What needs to be done.
Repeat every line of the listing below exactly, minus the pictures.

Extracted data entries:

★ ★ ★ ★ ★ ★ ★

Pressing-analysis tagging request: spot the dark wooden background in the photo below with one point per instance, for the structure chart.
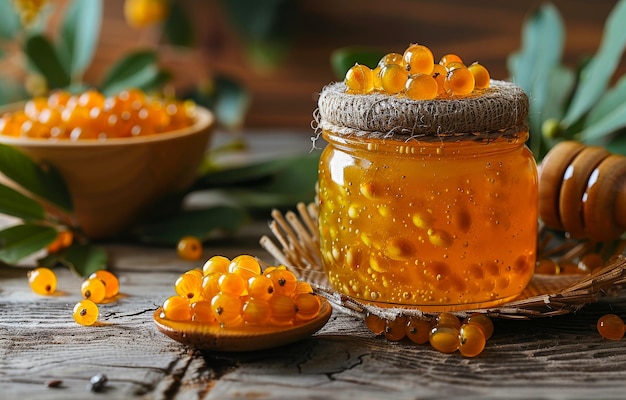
(285, 97)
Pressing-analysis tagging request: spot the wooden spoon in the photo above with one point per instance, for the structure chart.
(215, 338)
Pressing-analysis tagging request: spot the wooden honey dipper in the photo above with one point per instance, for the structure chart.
(582, 191)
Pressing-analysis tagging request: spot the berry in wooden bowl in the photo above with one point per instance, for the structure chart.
(117, 155)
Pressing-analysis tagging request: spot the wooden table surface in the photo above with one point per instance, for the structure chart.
(552, 358)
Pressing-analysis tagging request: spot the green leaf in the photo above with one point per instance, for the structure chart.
(18, 205)
(9, 20)
(135, 70)
(227, 98)
(200, 223)
(596, 75)
(533, 66)
(84, 259)
(341, 60)
(79, 34)
(20, 241)
(178, 28)
(44, 58)
(41, 180)
(607, 116)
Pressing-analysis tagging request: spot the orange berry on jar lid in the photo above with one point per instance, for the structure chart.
(448, 58)
(393, 78)
(611, 326)
(421, 87)
(459, 82)
(418, 59)
(189, 248)
(482, 78)
(439, 74)
(359, 79)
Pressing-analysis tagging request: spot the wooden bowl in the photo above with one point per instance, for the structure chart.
(113, 181)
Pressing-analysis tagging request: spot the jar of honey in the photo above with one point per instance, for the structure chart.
(430, 204)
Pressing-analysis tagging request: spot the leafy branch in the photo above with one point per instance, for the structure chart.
(572, 104)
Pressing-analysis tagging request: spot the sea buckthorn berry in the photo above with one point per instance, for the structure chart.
(211, 285)
(375, 323)
(611, 326)
(448, 58)
(226, 308)
(482, 78)
(202, 312)
(418, 330)
(189, 248)
(393, 78)
(93, 289)
(395, 330)
(42, 281)
(483, 321)
(444, 339)
(421, 87)
(471, 340)
(111, 283)
(245, 265)
(260, 287)
(177, 308)
(303, 287)
(283, 309)
(308, 306)
(284, 281)
(189, 286)
(85, 312)
(233, 284)
(439, 74)
(391, 58)
(459, 82)
(216, 264)
(449, 320)
(418, 59)
(359, 79)
(256, 311)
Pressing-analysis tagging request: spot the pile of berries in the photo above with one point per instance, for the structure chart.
(99, 287)
(237, 293)
(91, 115)
(445, 333)
(415, 75)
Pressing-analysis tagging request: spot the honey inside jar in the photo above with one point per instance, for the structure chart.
(427, 203)
(439, 225)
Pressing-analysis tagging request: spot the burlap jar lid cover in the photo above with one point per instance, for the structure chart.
(500, 110)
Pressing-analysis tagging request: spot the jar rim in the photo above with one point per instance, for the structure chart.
(500, 110)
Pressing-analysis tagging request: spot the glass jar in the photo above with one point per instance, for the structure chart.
(440, 224)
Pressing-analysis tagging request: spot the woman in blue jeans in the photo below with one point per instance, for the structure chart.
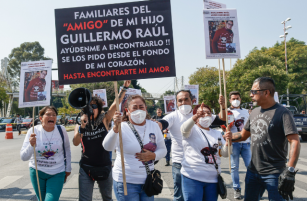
(198, 172)
(135, 117)
(51, 167)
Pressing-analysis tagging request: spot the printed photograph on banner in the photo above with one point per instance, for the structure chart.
(56, 88)
(35, 83)
(208, 4)
(221, 34)
(112, 42)
(102, 94)
(194, 90)
(169, 104)
(129, 92)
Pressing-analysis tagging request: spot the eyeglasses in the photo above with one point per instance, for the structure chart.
(254, 92)
(94, 106)
(50, 115)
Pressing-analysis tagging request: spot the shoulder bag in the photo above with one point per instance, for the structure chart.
(221, 187)
(96, 173)
(153, 184)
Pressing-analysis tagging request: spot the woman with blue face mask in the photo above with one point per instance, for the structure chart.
(135, 117)
(198, 172)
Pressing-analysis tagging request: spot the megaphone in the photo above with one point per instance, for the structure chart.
(80, 98)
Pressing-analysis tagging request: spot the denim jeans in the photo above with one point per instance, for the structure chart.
(50, 185)
(255, 183)
(238, 149)
(135, 192)
(86, 187)
(177, 182)
(168, 144)
(194, 190)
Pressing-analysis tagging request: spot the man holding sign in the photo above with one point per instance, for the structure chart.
(95, 160)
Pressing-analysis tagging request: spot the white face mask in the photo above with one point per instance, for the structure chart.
(185, 109)
(138, 116)
(235, 103)
(205, 122)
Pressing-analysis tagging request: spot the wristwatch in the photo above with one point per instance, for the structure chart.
(291, 169)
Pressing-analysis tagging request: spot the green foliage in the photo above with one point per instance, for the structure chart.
(208, 80)
(297, 62)
(27, 51)
(4, 98)
(256, 64)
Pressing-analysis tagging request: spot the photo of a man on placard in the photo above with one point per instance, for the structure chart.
(36, 85)
(221, 36)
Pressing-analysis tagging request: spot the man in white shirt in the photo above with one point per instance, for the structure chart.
(173, 122)
(18, 120)
(239, 148)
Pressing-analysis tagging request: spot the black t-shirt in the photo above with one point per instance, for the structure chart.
(269, 144)
(93, 153)
(156, 117)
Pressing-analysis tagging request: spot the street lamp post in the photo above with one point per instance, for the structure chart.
(285, 36)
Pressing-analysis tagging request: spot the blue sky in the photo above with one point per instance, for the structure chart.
(259, 25)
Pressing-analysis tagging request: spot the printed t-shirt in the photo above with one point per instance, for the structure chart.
(49, 150)
(93, 153)
(269, 144)
(197, 162)
(36, 85)
(240, 116)
(221, 37)
(135, 169)
(175, 120)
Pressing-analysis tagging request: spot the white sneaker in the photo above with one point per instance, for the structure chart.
(237, 193)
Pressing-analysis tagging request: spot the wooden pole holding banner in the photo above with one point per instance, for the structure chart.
(225, 96)
(120, 140)
(220, 81)
(38, 186)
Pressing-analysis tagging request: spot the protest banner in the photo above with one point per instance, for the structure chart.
(208, 4)
(115, 42)
(169, 104)
(102, 94)
(276, 97)
(194, 90)
(56, 87)
(221, 34)
(34, 90)
(35, 83)
(129, 92)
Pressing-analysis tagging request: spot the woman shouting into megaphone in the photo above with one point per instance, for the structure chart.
(95, 163)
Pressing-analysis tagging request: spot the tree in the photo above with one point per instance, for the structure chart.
(28, 51)
(297, 62)
(208, 80)
(256, 64)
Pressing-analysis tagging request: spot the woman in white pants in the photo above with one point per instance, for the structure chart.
(198, 172)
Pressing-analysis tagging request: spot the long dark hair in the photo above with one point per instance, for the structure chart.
(125, 116)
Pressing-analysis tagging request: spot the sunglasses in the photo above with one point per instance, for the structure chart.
(256, 91)
(94, 106)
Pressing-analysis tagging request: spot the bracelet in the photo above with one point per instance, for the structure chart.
(81, 130)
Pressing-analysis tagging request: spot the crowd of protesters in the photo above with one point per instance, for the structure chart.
(186, 137)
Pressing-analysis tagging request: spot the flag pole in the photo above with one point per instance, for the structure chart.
(225, 96)
(38, 186)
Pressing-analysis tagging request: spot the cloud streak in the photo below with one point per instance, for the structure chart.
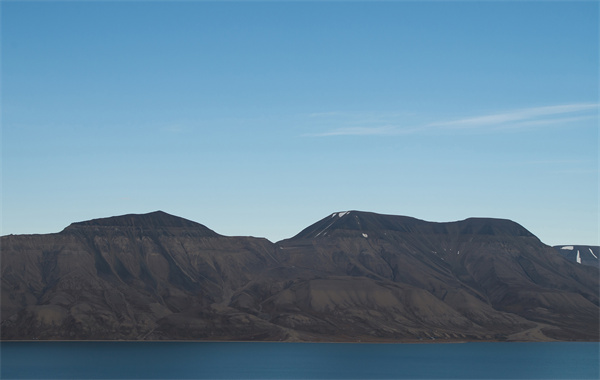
(534, 117)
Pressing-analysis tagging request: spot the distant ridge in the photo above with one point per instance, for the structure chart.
(351, 276)
(156, 219)
(373, 222)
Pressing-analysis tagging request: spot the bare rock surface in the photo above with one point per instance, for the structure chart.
(352, 276)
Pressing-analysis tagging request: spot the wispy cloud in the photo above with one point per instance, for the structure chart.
(534, 117)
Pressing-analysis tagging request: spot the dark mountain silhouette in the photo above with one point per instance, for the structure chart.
(351, 276)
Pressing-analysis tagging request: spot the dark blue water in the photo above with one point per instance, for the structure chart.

★ ★ ★ ★ ★ ★ ★

Expected answer.
Pressing-analysis tagging request: spot the dark wooden background in the photo below with one point per instance, for the structure chart.
(285, 97)
Pressing-analysis tagging request: spot the wooden spoon in the photo above with one point per instance, for the structure chart.
(215, 338)
Pressing-analysis tagging request: spot the wooden honey dipper in the photo above with one point per instance, for the structure chart.
(582, 191)
Pressing-analysis tagging request: spot the berry in wooden bowl in the photo above with one point per instance, for the structure chart.
(117, 155)
Pressing-analysis tagging request: spot the wooden table surface in the photo above with one point per instance, for the structure chart.
(552, 358)
Pressing-analysis tagging request: spot the green leaf in the photo above with one point per instance, for the structure chart.
(18, 205)
(9, 20)
(135, 70)
(227, 98)
(200, 223)
(596, 75)
(533, 66)
(84, 259)
(341, 60)
(79, 34)
(20, 241)
(178, 28)
(44, 58)
(41, 180)
(607, 116)
Pressing-analysis tagging request: spot the orange berry on jar lid in the photo above with one point per instance, for the structure chart.
(448, 58)
(393, 78)
(611, 326)
(421, 87)
(459, 82)
(418, 59)
(189, 248)
(482, 78)
(439, 74)
(359, 79)
Pressing-analysis tagging request: spot the wooden bowl in the photo above with one point per instance, for the structure chart.
(113, 181)
Pressing-analysis tagging request: spot the jar of honey in the photo above with one point per instance, for the structure chart.
(430, 204)
Pressing-analysis tagging request: spot the leafy branch in the photo above with one point per instance, for the structure chart.
(572, 104)
Pressing-analysis tagging request: spot the sea buckthorn berry in the photo above with one point per instance, for the structure chart.
(211, 285)
(375, 323)
(611, 326)
(448, 58)
(226, 308)
(482, 78)
(202, 312)
(418, 330)
(189, 248)
(393, 78)
(93, 289)
(395, 330)
(42, 281)
(483, 321)
(444, 339)
(421, 87)
(471, 340)
(111, 283)
(245, 265)
(260, 287)
(177, 308)
(303, 287)
(283, 309)
(308, 306)
(284, 281)
(189, 286)
(85, 312)
(233, 284)
(439, 74)
(391, 58)
(459, 82)
(216, 264)
(449, 320)
(418, 59)
(359, 79)
(256, 311)
Pressing-analysis tagging request: spot the pile of berries in the photo above with one point per instance, for the structure chart.
(99, 287)
(237, 293)
(91, 115)
(445, 333)
(415, 75)
Pressing-analysis tagging request: spot the honey inside jar in the photo above with one point per instance, for the structure chart.
(427, 203)
(439, 225)
Pressing-analysis tagging request: spot the burlap jar lid cover in the photo above with one point per instance, for the structure chart.
(500, 110)
Pressing-analysis tagging request: spot the jar rim in the photo above with one point per instance, for the structure chart.
(500, 110)
Pressing-analysis tagging request: spot the glass jar in the photo above with one point per instance, for the structure chart.
(440, 224)
Pressing-analysis tagging request: spot the woman in blue jeans in the photo below with one point per instance, for the structure chart.
(198, 172)
(135, 117)
(51, 167)
Pressing-analysis tagging request: spot the printed photograph on banner in the photo above with one point per instance, for the structure chart.
(56, 88)
(35, 83)
(208, 4)
(221, 34)
(112, 42)
(102, 94)
(194, 90)
(169, 104)
(129, 92)
Pressing-analysis tagging request: spot the eyeglasses in the photo above with one point per instance, for the structure chart.
(254, 92)
(94, 106)
(50, 115)
Pressing-analysis tagging request: spot the shoulder bag in the photo above with one point per instance, for the structure chart.
(221, 187)
(96, 173)
(153, 184)
Pressing-analysis tagging request: spot the woman with blue face mask in the photo above with one point per instance, for the structure chart.
(135, 117)
(198, 172)
Pressing-analysis tagging request: spot the megaphone in the photo above with one point per instance, for the structure chart.
(80, 98)
Pressing-analysis tagging request: spot the denim jeans in the photo above with one point per instance, for the structure chart.
(50, 185)
(255, 183)
(238, 149)
(135, 192)
(86, 187)
(177, 182)
(168, 144)
(194, 190)
Pressing-analysis tagging request: spot the man holding sign in the photo above with one point per instance, for the structure chart.
(95, 160)
Pressing-analysis tagging request: spot the white face mask in the photo above with one point per instance, for the structure chart.
(185, 109)
(138, 116)
(235, 103)
(205, 122)
Pressing-analysis tagging request: spot the wristwatch in the photo above with one point per instance, for the structure chart.
(291, 169)
Pressing-analysis tagging request: spot the green foliage in the photo above with one point per instance, for the structure chart.
(208, 80)
(297, 62)
(27, 51)
(4, 98)
(256, 64)
Pressing-analysis tagging request: spot the photo of a man on placard in the photo above with one point per instance, for the structure chart.
(36, 85)
(221, 36)
Pressing-analysis tagging request: spot the man in white shirt in the photo above with one point per instance, for the structure chart.
(173, 122)
(18, 120)
(239, 148)
Pressing-analysis tagging request: spot the black t-shirt in the photo above with one point per instance, for the structure chart.
(269, 144)
(93, 153)
(156, 117)
Pressing-analysis tagging request: spot the street lamp post in the photo above with one point per instance, for the structure chart.
(285, 36)
Pressing-analysis tagging request: spot the blue sky in the photo above with one point per instance, for the structure chart.
(259, 25)
Pressing-analysis tagging request: spot the printed t-shirt in the photo above with one point per instance, for the structure chart.
(49, 150)
(93, 153)
(269, 144)
(197, 162)
(36, 85)
(240, 116)
(221, 37)
(135, 169)
(175, 120)
Pressing-analysis tagging request: spot the white sneaker in the photo above with one point per instance, for the structure chart.
(237, 193)
Pressing-analysis tagging request: spot the wooden pole holding banner in the photo above with one point per instance, for the structure chart.
(225, 96)
(120, 140)
(220, 81)
(38, 186)
Pressing-analysis tagging request: spot the protest banner in the photo above with one point per instance, for the structure chart.
(208, 4)
(115, 42)
(169, 104)
(102, 94)
(276, 97)
(194, 90)
(56, 87)
(221, 34)
(34, 90)
(35, 83)
(129, 92)
Pressing-analysis tagging request: spot the woman shouting into megaphone in the photo above with one point per instance, for the structure chart.
(95, 163)
Pressing-analysis tagging request: spot the tree in the photo above with one point per instance, for the structure chart.
(28, 51)
(297, 62)
(208, 80)
(256, 64)
Pressing-analysis tagging request: spot the woman in white pants in the photo above with one point per instance, for the structure chart.
(198, 172)
Pressing-analysis tagging request: spot the long dark hair in the photo above with one point per instance, for the structure chart.
(125, 116)
Pressing-analysis tagging request: spot the sunglasses in the photo above with one point per instance, for the structure chart.
(256, 91)
(94, 106)
Pressing-analysis tagging request: spot the bracelet in the photo above with one point per instance, for the structure chart.
(81, 130)
Pressing-analysis tagging request: spot the crowd of protesters in the photo above with one point per instance, for the structure chart.
(186, 137)
Pressing-analysis tagging request: spot the flag pole in the photo above with one point per instance, for the structure chart.
(225, 96)
(38, 186)
Pressing-analysis tagging request: spot the cloud streak in the photo below with one point per instance, for the structure chart.
(534, 117)
Pressing-analysis tagging request: spot the distant ridge in the photo above with one point per instance, for the structure chart.
(351, 276)
(156, 219)
(373, 222)
Pressing-analysis tagging request: spot the bare rock surface in the photo above with one point per instance, for the structure chart.
(352, 276)
Pressing-analysis tagging request: spot the wispy cloud in the photo above with one point per instance, for the structure chart.
(534, 117)
Pressing-analysis tagging request: spot the dark mountain silhouette in the photo above with one point per instance, for the structure chart.
(351, 276)
Pressing-analysis tagging request: spot the dark blue water in the photo above with one point per instance, for the structure chart.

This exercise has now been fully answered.